EXERCISE PROMPT.
Rewrite the items from the start through the line containing "[[[241,70],[239,73],[243,76],[244,83],[256,83],[256,70]]]", substituting "outliner" for every "segmenter" and leaving everything else unchanged.

[START PROVIDED ENTRIES]

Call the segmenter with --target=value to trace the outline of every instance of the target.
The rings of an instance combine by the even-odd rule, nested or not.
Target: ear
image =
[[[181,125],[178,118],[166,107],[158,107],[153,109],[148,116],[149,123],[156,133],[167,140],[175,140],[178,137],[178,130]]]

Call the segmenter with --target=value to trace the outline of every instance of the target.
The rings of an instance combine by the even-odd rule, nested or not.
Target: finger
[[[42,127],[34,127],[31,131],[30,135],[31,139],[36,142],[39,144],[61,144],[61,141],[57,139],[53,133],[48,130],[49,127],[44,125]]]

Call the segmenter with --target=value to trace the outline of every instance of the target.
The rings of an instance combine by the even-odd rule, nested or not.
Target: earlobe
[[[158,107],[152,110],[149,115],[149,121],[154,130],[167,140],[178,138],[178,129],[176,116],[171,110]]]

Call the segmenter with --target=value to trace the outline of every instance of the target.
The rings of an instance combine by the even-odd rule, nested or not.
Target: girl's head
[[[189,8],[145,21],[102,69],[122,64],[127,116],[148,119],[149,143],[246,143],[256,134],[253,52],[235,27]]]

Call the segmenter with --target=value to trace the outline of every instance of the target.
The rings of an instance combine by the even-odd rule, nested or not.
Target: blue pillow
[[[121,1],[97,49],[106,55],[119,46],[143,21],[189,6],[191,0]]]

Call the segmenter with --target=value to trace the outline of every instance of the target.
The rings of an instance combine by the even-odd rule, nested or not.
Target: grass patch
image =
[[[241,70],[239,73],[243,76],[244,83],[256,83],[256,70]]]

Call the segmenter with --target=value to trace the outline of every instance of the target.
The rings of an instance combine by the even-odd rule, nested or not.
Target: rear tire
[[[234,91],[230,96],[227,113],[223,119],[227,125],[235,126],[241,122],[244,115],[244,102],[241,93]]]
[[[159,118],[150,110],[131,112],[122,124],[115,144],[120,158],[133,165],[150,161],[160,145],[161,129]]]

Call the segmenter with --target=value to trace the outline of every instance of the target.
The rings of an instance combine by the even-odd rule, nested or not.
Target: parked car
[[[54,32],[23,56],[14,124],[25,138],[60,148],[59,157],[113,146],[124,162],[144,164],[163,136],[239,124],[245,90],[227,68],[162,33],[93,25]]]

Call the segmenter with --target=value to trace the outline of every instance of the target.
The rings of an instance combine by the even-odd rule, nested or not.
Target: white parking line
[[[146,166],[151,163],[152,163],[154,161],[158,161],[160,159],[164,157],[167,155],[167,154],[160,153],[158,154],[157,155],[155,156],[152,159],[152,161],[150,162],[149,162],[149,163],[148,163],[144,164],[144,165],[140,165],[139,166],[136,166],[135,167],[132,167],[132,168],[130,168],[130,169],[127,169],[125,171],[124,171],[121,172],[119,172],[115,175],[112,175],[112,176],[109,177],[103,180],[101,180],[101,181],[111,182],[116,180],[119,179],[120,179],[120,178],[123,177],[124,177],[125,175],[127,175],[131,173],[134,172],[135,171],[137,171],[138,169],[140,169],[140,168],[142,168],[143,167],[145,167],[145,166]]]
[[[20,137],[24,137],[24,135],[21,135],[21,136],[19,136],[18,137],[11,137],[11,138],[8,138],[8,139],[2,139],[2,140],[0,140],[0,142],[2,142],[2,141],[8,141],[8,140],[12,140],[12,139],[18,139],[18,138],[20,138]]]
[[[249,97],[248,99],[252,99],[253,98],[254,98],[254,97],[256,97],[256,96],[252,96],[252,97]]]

[END PROVIDED ENTRIES]

THE OUTPUT.
Call the outliner with --target=value to trace the outline of every instance of the target.
The rings of an instance combine by the even-odd rule, nested or not.
Target: ear
image =
[[[181,125],[178,118],[166,107],[158,107],[153,109],[148,116],[149,123],[156,133],[167,140],[175,140],[178,137],[178,130]]]

Call the outliner with --target=value to trace the outline of every instance of the target.
The rings of an instance combine by the even-odd rule, nested or not.
Target: finger
[[[42,127],[34,127],[31,131],[30,135],[31,139],[36,142],[39,144],[61,144],[61,141],[57,139],[53,133],[48,130],[49,127],[44,125]]]

Call the outliner with --target=value to trace the outline of every instance of the target.
The rings of an instance combine by the even-odd rule, nested or not.
Target: earlobe
[[[158,107],[152,110],[149,115],[149,121],[154,130],[167,140],[178,138],[178,129],[176,116],[171,110]]]

Call the outliner with --target=value to trace the outline of every instance of the target.
The rings of an instance combine by the even-odd rule, nested or not.
Target: girl's head
[[[189,8],[145,21],[102,69],[122,64],[127,116],[148,119],[149,143],[246,143],[256,134],[253,52],[235,27]]]

Call the outliner with --target=value to trace the outline of every instance of the target.
The rings of an instance combine by the even-odd rule, nested or not.
Target: blue pillow
[[[121,1],[97,49],[106,55],[119,46],[143,21],[189,6],[191,0]]]

Call the outliner with --target=value to trace the outline of every instance of the target.
The rings of an instance combine by the even-odd rule, nested or not.
Target: grass patch
image =
[[[241,70],[239,73],[243,76],[244,83],[256,83],[256,70]]]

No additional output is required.